# The request:
Write out every item below word for word, leaving each line unchanged.

Collected data:
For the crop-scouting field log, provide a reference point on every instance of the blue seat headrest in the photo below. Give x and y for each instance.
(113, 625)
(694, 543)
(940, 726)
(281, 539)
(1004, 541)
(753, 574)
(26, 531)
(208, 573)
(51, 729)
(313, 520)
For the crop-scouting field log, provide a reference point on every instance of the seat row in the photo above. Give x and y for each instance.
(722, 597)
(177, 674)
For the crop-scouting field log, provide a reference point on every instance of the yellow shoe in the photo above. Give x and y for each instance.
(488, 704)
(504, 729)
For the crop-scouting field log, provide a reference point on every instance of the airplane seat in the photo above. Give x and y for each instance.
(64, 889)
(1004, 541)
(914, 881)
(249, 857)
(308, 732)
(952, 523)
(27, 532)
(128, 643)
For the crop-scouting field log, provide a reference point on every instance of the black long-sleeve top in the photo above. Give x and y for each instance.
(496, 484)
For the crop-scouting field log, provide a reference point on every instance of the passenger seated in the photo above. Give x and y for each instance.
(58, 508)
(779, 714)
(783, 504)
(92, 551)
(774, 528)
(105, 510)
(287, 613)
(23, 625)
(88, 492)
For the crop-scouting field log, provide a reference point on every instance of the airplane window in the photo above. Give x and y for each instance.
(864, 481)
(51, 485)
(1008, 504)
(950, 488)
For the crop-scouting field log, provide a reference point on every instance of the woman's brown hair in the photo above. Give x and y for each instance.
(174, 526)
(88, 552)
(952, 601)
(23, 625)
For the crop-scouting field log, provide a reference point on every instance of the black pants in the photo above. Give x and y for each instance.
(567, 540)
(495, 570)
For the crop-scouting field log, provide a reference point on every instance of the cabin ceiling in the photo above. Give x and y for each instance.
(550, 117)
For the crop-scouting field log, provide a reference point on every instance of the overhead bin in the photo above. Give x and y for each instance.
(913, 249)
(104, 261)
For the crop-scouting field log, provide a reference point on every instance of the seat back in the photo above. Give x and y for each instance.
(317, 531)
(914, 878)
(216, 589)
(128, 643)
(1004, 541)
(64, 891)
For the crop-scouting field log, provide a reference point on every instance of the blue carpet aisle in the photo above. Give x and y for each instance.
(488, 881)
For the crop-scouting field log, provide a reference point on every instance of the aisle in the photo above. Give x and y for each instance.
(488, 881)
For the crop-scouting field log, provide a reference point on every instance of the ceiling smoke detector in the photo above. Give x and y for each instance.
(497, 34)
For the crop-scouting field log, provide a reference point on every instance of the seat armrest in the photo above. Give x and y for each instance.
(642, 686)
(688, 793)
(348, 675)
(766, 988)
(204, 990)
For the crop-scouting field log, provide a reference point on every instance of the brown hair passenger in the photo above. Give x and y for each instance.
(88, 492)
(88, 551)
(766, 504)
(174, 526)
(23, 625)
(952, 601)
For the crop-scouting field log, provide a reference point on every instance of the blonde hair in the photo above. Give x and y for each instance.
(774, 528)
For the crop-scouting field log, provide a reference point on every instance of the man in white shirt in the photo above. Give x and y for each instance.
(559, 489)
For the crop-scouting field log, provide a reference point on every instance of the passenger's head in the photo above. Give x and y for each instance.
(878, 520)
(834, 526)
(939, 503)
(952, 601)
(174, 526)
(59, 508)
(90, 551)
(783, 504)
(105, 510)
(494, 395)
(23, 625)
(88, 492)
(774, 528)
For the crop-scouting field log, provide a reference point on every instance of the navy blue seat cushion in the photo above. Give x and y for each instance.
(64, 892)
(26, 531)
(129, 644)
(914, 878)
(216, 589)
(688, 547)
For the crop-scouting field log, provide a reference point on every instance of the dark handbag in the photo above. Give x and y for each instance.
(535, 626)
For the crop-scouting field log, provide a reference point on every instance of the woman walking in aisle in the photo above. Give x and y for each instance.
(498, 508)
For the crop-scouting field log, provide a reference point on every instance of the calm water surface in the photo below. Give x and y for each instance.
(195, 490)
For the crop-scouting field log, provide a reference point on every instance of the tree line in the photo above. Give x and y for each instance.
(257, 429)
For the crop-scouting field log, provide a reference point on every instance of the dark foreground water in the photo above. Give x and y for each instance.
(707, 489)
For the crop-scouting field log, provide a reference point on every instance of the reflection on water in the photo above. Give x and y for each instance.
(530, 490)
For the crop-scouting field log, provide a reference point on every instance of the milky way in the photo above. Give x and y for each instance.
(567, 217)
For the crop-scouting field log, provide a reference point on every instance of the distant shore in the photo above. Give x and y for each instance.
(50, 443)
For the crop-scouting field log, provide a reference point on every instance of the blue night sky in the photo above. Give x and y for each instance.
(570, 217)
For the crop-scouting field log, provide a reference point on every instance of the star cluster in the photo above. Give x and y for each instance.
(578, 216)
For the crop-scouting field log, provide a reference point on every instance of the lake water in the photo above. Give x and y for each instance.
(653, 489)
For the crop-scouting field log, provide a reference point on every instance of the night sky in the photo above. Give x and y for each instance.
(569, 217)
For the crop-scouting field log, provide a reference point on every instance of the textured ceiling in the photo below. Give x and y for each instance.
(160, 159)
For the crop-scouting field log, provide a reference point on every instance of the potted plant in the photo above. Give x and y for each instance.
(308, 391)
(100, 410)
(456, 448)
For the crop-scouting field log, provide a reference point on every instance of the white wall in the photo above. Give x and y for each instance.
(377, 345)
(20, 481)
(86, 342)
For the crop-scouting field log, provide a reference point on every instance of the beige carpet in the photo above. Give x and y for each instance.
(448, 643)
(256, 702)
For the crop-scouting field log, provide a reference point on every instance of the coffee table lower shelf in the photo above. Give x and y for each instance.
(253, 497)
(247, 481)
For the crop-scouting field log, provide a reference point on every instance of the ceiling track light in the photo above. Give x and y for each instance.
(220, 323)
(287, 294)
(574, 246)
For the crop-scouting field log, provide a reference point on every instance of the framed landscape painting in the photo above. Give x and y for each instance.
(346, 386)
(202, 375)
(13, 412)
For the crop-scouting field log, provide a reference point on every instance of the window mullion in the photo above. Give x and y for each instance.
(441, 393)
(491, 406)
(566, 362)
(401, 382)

# Written response:
For the crop-scouting field log, provide a reference point on every instance of the blue seat headrest in the photo below. Give x and y for each instance.
(113, 625)
(694, 543)
(940, 726)
(281, 539)
(1004, 541)
(753, 574)
(26, 531)
(208, 573)
(51, 729)
(313, 520)
For the crop-scouting field log, provide a reference point on every instance of the seat row in the photo above. Give x and y for each instance.
(722, 597)
(177, 674)
For the crop-scouting field log, provide a reference point on every instance of the yellow shoe in the photo above. Give x and y for each instance.
(488, 704)
(504, 729)
For the crop-scouting field log, provide a reference point on every instance of the airplane seat in the photo above. Give x and y for each instance.
(64, 889)
(1004, 541)
(914, 881)
(249, 857)
(308, 732)
(952, 523)
(27, 532)
(128, 643)
For the crop-scouting field log, provide a reference point on every instance of the black long-sleeve top in the photo above. Give x and y for each instance.
(496, 484)
For the crop-scouting field log, provide a reference point on every instance of the passenger seated in the photo above. Give x and y for each instance.
(58, 508)
(779, 714)
(783, 504)
(92, 551)
(774, 528)
(105, 510)
(287, 613)
(23, 625)
(88, 492)
For the crop-scouting field log, provide a reference point on every instance of the airplane window in the photo above. Give x and y for each instance.
(864, 481)
(51, 485)
(1008, 504)
(950, 488)
For the crop-scouting field log, provide a reference point on every instance of the woman's brown hair in the photo above. Give x and y for each instance.
(174, 526)
(88, 552)
(952, 601)
(23, 625)
For the crop-scouting field log, provide a reference point on every instance of the black pants in the photo above. Give x and y for each instance.
(567, 540)
(495, 570)
For the crop-scouting field log, provide a reference point on every instance of the cabin ceiling in the photo above. Give x and y for each instance.
(550, 117)
For the crop-scouting field log, provide a reference point on every instance of the overhead bin in the photo above. Give x and y for each instance.
(913, 249)
(104, 261)
For the crop-scouting field log, provide a reference point on every instance of the seat back in the photo above. Give x and y for each instance.
(317, 531)
(914, 878)
(216, 589)
(128, 643)
(1004, 541)
(64, 891)
For the crop-scouting field log, provide a reference point on every instance of the blue carpet aisle in the photo above. Give x and y for each instance.
(488, 881)
For the crop-scouting field log, provide a reference point on every instance of the aisle in the photo above. Give x and y for each instance.
(488, 881)
For the crop-scouting field log, provide a reference point on every instance of the ceiling smoke detector in the photo above. Give x and y for each instance.
(497, 34)
For the crop-scouting field log, provide a reference point on every instance of the seat armrest in the photo above. Give x and y for each instance.
(642, 686)
(688, 793)
(348, 675)
(766, 988)
(204, 990)
For the crop-scouting field log, provide a reference point on every instance of the brown hair passenger in the photo above. Give x and y for each instance.
(88, 492)
(88, 551)
(766, 504)
(174, 526)
(23, 625)
(952, 601)
For the crop-scouting field log, provide a reference point on every instance of the blonde hair in the photo above. Give x and y for each instance.
(774, 528)
For the crop-scouting field log, provide a reference point on every instance of the man in white shirt in the photo above. Give x and y for each instance.
(559, 489)
For the crop-scouting field log, provide a reference point on every instance of the passenger's head in the photo above. Give x and y for each instance.
(878, 520)
(834, 526)
(939, 503)
(952, 601)
(174, 526)
(59, 508)
(90, 551)
(783, 504)
(105, 510)
(494, 395)
(23, 625)
(88, 492)
(774, 528)
For the crop-scouting field log, provide a reference point on every instance of the navy blue seat cushion in the photo above. Give x and y for each instance.
(64, 892)
(26, 531)
(129, 644)
(914, 878)
(216, 589)
(688, 547)
For the crop-scouting field log, provide a reference point on every instance of the dark handbag in the photo above. Give x and y for each instance.
(535, 626)
For the crop-scouting field log, provide a reference point on every instance of the woman walking in aisle in the photo above. Give x and y for each instance.
(498, 508)
For the crop-scouting field log, provide a reference point on every instance of the calm water surface in the photo below. Give x and y for each instance.
(195, 490)
For the crop-scouting field log, provide a reference point on every instance of the tree line in the photo above. Give x and y for each instance.
(257, 429)
For the crop-scouting field log, provide a reference point on every instance of the dark foreground water in the photo above. Give x and y for each instance.
(707, 489)
For the crop-scouting field log, provide a reference point on every instance of the reflection on water in the photo above. Give x and y for each instance.
(530, 490)
For the crop-scouting field log, provide a reference point on every instance of the milky way in the photo above. Give x and y for each instance.
(567, 217)
For the crop-scouting field log, provide a reference point on every instance of the distant shore in the photo above. Give x and y for each instance.
(50, 443)
For the crop-scouting field log, provide a reference point on every instance of the blue night sky in the photo above. Give x and y for each instance.
(570, 217)
For the crop-scouting field log, provide a reference point on every instance of the star cluster in the photo above. Give x and y for each instance.
(578, 216)
For the crop-scouting field log, provide a reference point on every instance of the lake water in the photo above. Give x and y for each instance.
(653, 489)
For the crop-scouting field log, provide a reference point on every instance of the night sky in the photo above. Give x and y for each instance.
(569, 217)
For the crop-scouting field log, provide a reference point on every instance of the textured ceiling in the photo below. Give x and y for each instance.
(160, 159)
For the crop-scouting field log, provide a reference point on every instance of the potted plant in the photo above. Give x and y for each instance.
(308, 391)
(100, 410)
(456, 448)
For the crop-scouting field log, provide a reference point on every instance of the white wall in the photo above. Give x and y for each instance.
(377, 345)
(20, 481)
(86, 342)
For the crop-scouting field log, provide a reference point on every instance of the beige carpet in the photo above. Give x and y for each instance.
(448, 643)
(256, 702)
For the crop-scouting field log, provide a reference point on every instance of the coffee table lower shelf in the photo above. Give x and y for each instance.
(253, 497)
(247, 481)
For the crop-scouting field log, provide a reference point on every instance of the ceiling track light in the photo above. Give x and y for each instance.
(220, 323)
(287, 294)
(574, 246)
For the crop-scouting field log, provide a reference point on every instance of the framed landscape painting in the photo above. Give x and y for each instance.
(346, 386)
(202, 375)
(13, 412)
For the crop-scouting field log, provide a reference point on every instance of the window mullion in the photo above. Give x and y for each instance.
(441, 393)
(491, 406)
(566, 362)
(401, 382)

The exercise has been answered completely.